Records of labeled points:
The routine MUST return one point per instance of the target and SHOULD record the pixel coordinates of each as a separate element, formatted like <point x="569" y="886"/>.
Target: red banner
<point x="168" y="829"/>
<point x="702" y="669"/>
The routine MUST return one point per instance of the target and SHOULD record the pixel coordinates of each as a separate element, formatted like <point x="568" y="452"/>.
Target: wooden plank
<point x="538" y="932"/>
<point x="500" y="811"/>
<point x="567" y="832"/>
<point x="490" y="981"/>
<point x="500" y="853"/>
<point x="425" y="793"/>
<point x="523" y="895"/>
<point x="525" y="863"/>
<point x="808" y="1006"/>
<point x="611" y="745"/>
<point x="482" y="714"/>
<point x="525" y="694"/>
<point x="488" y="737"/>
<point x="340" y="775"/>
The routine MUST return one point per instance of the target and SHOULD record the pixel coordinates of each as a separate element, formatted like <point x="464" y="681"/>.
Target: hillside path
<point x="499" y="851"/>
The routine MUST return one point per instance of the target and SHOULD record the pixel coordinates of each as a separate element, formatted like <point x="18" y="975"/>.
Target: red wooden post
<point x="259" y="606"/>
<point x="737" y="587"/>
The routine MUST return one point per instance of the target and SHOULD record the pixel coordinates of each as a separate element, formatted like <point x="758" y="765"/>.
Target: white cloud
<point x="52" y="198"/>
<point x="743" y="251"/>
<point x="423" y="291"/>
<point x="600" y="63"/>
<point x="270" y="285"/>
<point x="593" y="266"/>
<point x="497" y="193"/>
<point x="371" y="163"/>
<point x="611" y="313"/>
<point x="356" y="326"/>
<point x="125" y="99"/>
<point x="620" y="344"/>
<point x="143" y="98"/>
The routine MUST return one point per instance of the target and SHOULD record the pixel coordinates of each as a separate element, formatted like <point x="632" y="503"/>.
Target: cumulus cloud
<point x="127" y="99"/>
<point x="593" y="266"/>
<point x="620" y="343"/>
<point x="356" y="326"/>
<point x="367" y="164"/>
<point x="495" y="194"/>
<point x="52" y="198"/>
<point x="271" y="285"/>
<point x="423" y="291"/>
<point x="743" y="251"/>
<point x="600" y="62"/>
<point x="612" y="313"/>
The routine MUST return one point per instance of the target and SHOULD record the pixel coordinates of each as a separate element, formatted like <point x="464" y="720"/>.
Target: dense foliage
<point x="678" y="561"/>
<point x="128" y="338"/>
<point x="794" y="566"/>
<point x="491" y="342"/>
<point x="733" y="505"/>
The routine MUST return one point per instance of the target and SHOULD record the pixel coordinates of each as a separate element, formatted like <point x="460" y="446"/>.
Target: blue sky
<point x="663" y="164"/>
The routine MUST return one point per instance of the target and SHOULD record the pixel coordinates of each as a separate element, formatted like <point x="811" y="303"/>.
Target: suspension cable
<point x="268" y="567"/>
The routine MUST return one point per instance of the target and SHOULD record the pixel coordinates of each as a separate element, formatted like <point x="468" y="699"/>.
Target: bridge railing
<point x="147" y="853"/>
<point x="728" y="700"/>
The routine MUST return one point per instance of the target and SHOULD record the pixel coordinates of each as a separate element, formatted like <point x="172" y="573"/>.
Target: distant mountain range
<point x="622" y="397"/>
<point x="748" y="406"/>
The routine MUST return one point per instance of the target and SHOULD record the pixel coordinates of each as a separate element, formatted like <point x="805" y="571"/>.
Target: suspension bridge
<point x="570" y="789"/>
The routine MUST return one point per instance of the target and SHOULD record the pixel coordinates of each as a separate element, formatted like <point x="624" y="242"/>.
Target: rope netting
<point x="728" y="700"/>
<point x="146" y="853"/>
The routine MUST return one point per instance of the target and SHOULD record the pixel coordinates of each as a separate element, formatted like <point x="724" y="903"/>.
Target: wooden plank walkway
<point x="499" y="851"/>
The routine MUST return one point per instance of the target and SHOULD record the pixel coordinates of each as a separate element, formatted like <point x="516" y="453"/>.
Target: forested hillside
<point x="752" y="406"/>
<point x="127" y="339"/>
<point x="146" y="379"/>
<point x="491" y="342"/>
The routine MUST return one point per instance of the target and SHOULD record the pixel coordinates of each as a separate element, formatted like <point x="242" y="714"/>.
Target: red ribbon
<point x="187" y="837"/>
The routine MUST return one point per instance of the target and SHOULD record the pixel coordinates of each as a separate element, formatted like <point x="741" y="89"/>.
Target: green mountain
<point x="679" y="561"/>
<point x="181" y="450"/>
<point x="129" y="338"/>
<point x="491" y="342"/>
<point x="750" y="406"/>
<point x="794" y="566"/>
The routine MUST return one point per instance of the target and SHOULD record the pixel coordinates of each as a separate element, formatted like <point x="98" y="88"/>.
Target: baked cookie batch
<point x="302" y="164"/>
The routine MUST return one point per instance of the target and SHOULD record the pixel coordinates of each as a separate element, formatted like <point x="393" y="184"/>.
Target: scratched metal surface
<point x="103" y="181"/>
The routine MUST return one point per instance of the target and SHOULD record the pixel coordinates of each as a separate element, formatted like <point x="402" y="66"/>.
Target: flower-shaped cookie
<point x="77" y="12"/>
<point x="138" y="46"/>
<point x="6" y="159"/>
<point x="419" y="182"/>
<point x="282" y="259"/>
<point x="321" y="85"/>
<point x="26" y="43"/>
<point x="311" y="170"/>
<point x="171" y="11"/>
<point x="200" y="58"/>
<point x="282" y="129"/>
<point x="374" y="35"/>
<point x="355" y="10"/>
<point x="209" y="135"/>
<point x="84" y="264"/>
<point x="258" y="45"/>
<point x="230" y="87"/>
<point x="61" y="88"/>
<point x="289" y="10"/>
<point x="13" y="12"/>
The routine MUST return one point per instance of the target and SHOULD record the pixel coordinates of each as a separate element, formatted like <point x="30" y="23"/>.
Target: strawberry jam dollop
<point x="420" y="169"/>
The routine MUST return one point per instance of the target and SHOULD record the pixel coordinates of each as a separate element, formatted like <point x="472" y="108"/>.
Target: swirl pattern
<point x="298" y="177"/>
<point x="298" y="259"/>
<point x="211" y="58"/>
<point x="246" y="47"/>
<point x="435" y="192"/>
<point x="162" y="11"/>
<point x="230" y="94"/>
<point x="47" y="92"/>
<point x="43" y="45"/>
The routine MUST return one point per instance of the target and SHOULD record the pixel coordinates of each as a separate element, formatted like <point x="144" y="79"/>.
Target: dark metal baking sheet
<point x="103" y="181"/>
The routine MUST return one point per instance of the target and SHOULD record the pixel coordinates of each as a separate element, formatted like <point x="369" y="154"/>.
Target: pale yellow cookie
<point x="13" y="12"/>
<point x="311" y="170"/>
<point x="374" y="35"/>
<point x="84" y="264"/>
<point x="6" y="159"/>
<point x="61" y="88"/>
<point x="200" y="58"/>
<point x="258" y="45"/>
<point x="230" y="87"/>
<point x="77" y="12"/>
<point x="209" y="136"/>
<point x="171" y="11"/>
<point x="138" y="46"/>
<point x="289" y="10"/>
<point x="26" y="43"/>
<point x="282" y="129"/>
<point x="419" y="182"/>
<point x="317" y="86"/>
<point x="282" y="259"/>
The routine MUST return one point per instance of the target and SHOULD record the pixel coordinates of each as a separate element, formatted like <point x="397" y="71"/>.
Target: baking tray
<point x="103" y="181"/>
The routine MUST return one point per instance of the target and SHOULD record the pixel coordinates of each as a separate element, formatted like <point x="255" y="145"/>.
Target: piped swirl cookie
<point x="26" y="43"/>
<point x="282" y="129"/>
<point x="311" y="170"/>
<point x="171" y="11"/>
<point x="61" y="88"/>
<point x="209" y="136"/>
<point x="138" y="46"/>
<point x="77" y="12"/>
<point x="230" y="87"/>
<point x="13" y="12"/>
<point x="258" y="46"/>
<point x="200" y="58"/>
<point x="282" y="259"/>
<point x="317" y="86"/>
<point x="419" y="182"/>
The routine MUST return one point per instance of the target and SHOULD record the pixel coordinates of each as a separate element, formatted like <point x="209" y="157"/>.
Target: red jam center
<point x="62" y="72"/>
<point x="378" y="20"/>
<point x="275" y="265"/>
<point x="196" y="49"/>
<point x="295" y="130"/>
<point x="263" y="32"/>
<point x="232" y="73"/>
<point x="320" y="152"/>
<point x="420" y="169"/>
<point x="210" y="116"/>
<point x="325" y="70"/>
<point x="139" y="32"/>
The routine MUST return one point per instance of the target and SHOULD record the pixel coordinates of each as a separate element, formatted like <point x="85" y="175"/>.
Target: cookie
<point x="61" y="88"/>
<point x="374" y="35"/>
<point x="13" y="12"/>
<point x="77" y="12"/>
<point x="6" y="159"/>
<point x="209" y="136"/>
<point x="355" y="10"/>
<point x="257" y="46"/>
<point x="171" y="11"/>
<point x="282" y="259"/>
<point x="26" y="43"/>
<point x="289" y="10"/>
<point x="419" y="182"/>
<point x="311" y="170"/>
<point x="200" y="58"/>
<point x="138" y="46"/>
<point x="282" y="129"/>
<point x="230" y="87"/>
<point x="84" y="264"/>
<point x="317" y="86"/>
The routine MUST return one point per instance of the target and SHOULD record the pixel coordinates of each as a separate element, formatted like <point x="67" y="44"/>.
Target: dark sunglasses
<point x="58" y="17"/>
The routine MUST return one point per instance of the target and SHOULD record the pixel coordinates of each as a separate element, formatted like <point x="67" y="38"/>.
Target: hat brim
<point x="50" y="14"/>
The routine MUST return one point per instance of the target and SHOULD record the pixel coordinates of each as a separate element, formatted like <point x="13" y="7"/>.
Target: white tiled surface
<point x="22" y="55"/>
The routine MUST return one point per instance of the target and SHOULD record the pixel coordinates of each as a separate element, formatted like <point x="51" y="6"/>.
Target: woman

WHAT THE TASK REQUIRES: Show every line of the records above that contains the word "white", copying each such line in full. Case counts.

WRITTEN SOLUTION:
Target: white cloud
Target: white tiled surface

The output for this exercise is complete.